_Exercise passage:_
Member of the Texas House of Representatives from the 21st district
- In office November 2, 1857 – November 7, 1859 Serving with Thomas J. Johnson
- Preceded by: Benjamin Franklin Selman
- Succeeded by: Samuel Turner Harrison

Personal details
- Born: Thomas Jefferson Jennings October 20, 1801 Shenandoah County, Virginia, US
- Died: September 23, 1881 (aged 79) Fort Worth, Texas, US
- Party: Independent
- Children: Tom R. Jennings
- Occupation: Lawyer, politician

Military service
- Allegiance: Confederate States of America
- Branch/service: Confederate States Army
- Years of service: Until fall 1861
- Battles/wars: American Civil War

= Thomas J. Jennings =

American lawyer and politician (1801–1881)

Thomas Jefferson Jennings (October 20, 1801 – September 23, 1881) was an American lawyer and politician.

Born in Shenandoah County, Virginia, Jennings graduated from Transylvania University and practiced law. He moved to the Republic of Texas in 1840. There, he served as the Texas Attorney General and was a member of the Texas House of Representatives.

== Early life and education ==
Jennings was born on October 20, 1801, in Shenandoah County, Virginia, the son of William Jennings, a member of the Virginia General Assembly, and Mariam Howard (née Smith) Jennings. He was presumably named for Thomas Jefferson.

Around age ten, Jennings and his parents moved to Indiana, where his father purchased 5,000 acres of land. He then moved to Louisville, Kentucky, followed by Christian County; he lived in Todd County for some time.

Until around age 17, Jennings attended public school. He then spent two or three years working as a store clerk and educator in order to fund his college tuition. He graduated from Transylvania University in 1824 or 1825, as valedictorian.

== Early career and politics ==
Having read law while teaching in Paris, Tennessee, Jennings was admitted to the bar in 1827. For around two years, he partnered with his brother, Dudley S. Jennings, afterwards partnering with Berry Gillespie in Huntingdon. In 1836, he moved to Yazoo City, Mississippi, then to San Augustine, Texas in spring 1840, and Nacogdoches in fall of the same year.

_Task directions:_
Continue the biography of Thomas J. Jennings from where it stops.

Text-to-region grounding rows:

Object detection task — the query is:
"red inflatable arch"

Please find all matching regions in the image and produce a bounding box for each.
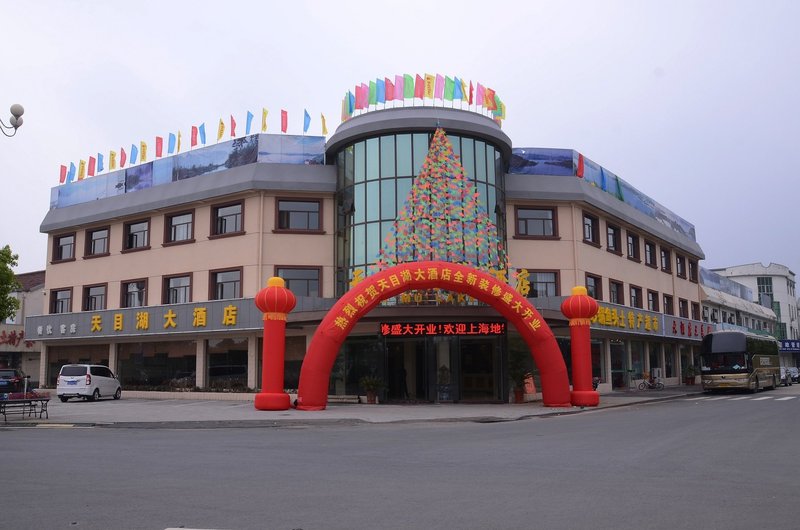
[297,261,572,410]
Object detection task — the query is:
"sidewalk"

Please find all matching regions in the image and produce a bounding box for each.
[0,386,701,429]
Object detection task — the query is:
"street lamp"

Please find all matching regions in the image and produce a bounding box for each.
[0,103,25,138]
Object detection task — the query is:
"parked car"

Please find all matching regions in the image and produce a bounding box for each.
[0,368,30,394]
[56,364,122,403]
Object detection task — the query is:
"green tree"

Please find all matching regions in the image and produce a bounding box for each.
[0,245,21,322]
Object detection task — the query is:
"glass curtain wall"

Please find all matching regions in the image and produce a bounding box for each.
[336,132,505,296]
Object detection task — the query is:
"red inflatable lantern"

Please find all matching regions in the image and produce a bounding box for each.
[255,277,297,410]
[561,285,600,407]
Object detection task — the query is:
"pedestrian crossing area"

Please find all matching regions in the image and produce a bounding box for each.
[689,394,800,401]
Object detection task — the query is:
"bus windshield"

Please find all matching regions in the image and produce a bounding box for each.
[700,353,749,374]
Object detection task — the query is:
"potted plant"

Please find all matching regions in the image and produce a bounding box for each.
[358,375,386,404]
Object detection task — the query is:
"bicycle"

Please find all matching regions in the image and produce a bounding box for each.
[639,377,664,390]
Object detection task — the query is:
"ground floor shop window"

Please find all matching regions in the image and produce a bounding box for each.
[117,341,197,390]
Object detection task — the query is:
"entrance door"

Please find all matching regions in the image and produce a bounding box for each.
[459,337,500,401]
[386,339,429,401]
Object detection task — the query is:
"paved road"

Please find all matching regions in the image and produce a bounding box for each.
[6,386,800,530]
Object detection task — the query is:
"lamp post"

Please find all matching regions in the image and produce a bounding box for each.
[0,103,25,138]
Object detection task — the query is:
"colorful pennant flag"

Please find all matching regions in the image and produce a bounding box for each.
[244,110,253,136]
[425,74,436,99]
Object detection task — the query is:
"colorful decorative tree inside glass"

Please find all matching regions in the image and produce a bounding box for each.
[376,128,508,275]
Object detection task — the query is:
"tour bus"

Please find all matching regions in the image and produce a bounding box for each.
[700,330,781,392]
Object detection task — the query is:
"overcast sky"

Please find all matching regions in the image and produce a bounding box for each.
[0,0,800,280]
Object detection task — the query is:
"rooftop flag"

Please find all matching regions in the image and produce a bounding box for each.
[414,74,425,99]
[375,79,386,104]
[423,74,436,99]
[244,110,253,136]
[433,74,444,99]
[444,77,456,101]
[167,133,175,155]
[403,74,419,99]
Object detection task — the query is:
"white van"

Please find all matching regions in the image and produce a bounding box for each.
[56,364,122,403]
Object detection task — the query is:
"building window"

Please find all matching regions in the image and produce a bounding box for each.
[675,254,686,278]
[664,294,675,315]
[164,212,194,245]
[211,269,242,300]
[84,226,109,258]
[123,219,150,250]
[164,275,192,304]
[608,280,625,305]
[583,213,600,247]
[121,280,147,307]
[515,207,558,237]
[50,289,72,313]
[276,199,322,232]
[211,202,244,236]
[661,247,672,272]
[53,234,75,262]
[275,267,322,297]
[628,232,642,261]
[586,273,603,300]
[528,271,559,298]
[647,289,658,312]
[606,224,622,255]
[83,284,106,311]
[644,241,658,268]
[630,285,643,309]
[678,298,689,318]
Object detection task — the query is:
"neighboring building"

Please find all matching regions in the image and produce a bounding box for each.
[0,271,45,384]
[26,91,713,402]
[711,263,800,339]
[700,267,778,336]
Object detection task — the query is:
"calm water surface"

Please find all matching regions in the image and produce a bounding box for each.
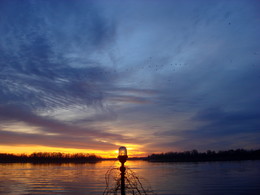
[0,161,260,195]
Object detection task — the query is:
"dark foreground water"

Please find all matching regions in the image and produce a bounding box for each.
[0,161,260,195]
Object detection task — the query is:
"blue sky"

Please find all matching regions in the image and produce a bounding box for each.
[0,0,260,154]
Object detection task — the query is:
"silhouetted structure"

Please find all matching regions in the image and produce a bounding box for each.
[118,146,128,195]
[147,149,260,162]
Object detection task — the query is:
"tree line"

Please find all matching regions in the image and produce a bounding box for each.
[0,152,102,163]
[147,149,260,162]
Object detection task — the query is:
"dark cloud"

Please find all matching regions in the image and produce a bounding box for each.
[0,0,260,151]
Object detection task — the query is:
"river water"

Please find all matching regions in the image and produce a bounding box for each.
[0,161,260,195]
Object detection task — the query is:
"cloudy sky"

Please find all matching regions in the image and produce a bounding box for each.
[0,0,260,155]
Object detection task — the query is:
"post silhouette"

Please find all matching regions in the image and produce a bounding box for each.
[118,146,128,195]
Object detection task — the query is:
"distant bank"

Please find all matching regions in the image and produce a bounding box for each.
[147,149,260,162]
[0,149,260,163]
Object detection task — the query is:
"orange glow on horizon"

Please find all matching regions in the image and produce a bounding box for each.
[0,144,146,158]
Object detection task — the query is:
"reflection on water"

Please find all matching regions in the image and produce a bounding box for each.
[0,161,260,195]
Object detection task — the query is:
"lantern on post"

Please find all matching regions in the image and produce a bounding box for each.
[118,146,128,195]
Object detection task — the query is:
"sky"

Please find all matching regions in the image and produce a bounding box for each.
[0,0,260,157]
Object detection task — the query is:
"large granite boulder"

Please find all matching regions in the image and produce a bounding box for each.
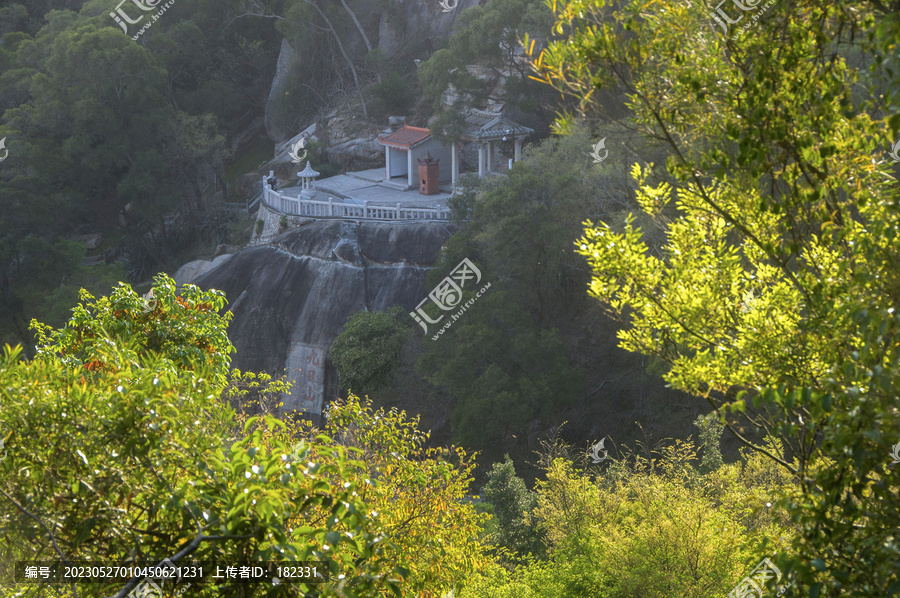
[185,221,454,416]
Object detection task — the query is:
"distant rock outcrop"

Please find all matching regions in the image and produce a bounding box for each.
[182,221,454,422]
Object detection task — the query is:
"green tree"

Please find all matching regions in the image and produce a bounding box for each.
[331,307,409,393]
[535,0,900,597]
[481,455,543,562]
[461,442,791,598]
[0,276,406,596]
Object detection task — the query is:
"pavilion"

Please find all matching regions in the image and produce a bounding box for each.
[451,108,534,184]
[378,108,534,189]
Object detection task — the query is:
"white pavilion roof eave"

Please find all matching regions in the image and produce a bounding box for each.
[297,161,321,178]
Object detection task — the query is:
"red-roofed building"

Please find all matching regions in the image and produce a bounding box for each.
[379,108,534,189]
[378,124,451,189]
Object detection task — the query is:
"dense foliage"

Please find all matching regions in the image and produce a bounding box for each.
[0,276,479,596]
[535,0,900,597]
[461,441,793,598]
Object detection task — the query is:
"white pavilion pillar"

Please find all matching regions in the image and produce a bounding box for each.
[450,143,459,185]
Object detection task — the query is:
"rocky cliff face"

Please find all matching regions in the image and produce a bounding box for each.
[182,221,454,422]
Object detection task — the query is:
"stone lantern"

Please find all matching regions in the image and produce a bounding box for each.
[297,162,320,199]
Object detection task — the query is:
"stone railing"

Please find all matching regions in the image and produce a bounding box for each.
[262,179,450,221]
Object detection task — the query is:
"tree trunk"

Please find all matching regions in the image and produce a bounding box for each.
[341,0,381,83]
[303,0,369,119]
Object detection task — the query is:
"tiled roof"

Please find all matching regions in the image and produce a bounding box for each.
[463,108,534,141]
[378,125,431,150]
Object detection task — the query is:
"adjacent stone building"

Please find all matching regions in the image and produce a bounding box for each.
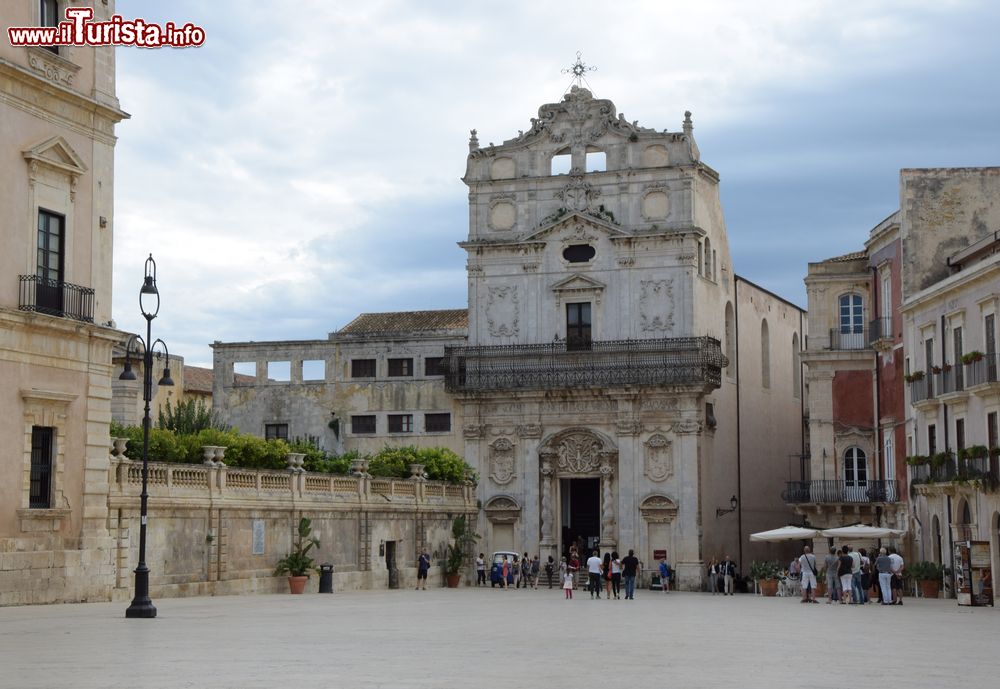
[0,0,127,605]
[213,87,806,588]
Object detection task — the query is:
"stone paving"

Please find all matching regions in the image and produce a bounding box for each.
[0,588,1000,689]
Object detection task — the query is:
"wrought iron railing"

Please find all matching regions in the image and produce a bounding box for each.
[830,325,871,349]
[443,337,729,392]
[868,316,892,343]
[17,275,94,323]
[965,352,1000,387]
[781,480,899,505]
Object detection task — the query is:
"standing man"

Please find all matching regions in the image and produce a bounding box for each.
[889,548,903,605]
[875,548,892,605]
[417,550,431,591]
[720,555,736,596]
[799,546,818,603]
[476,553,486,586]
[622,550,639,600]
[587,550,601,600]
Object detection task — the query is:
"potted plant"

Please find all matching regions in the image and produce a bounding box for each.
[444,515,479,589]
[274,517,319,593]
[906,560,944,598]
[750,560,781,596]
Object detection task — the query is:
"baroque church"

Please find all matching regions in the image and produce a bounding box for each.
[213,80,806,589]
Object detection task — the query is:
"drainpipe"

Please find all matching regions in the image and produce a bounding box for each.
[733,275,743,576]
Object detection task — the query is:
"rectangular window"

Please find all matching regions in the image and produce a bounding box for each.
[389,359,413,378]
[566,302,590,351]
[424,356,444,376]
[389,414,413,433]
[28,426,53,509]
[35,209,66,316]
[351,415,375,435]
[424,414,451,433]
[264,423,288,440]
[351,359,375,378]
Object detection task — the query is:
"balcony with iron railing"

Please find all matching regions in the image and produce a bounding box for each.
[781,480,899,505]
[829,325,872,350]
[443,337,728,392]
[17,275,94,323]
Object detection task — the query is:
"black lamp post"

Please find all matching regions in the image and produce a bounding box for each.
[118,254,174,617]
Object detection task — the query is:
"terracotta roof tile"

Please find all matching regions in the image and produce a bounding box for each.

_Task result:_
In Nacogdoches, Jennings partnered with J. M. Ardrey and William B. Ochiltree. He was the Texas Attorney General from 1852 to 1856, not running in the following election. In 1857, he moved to a plantation near Alto; he owned five slaves in 1850, and six in 1860.

Jennings was an independent politician. He served in the Texas House of Representatives, from November 2, 1857, to November 7, 1859, representing the 21st district. While serving, he was chairman of the House Judiciary Committee, and was a member of the Committees on Education; on Privileges and Elections; on Public Debt; and on Rules. He voted against founding the University of Texas at Austin, believing Austin to be a morally depraved city.

== Later career and personal life ==
Jennings participated in the 1861 secession convention. During the American Civil War, he enlisted into the Confederate States Army, but suffered a paralyzing stroke in fall 1861 which incompacitated him for 18 months. In fall 1864, he moved to Tyler, practicing law, in partnership with Benjamin Thomas Selman, then with his son, Tom R. Jennings. Throughout his career, he also partnered with Stockton P. Donley, George F. Moore, and Reuben A. Reeves. He retired in 1875, and in 1877, moved to Fort Worth. He was also a landowner.

In January 1844, Jennings married Sarah G. Mason, with whom he had three sons, including Tom, who became a politician. He was not of a specific faith, and was a member of the Freemasons and the Independent Order of Odd Fellows. He died on September 23, 1881, aged 79, in Fort Worth, from illness. Jennings Avenue, in Fort Worth, was named for him.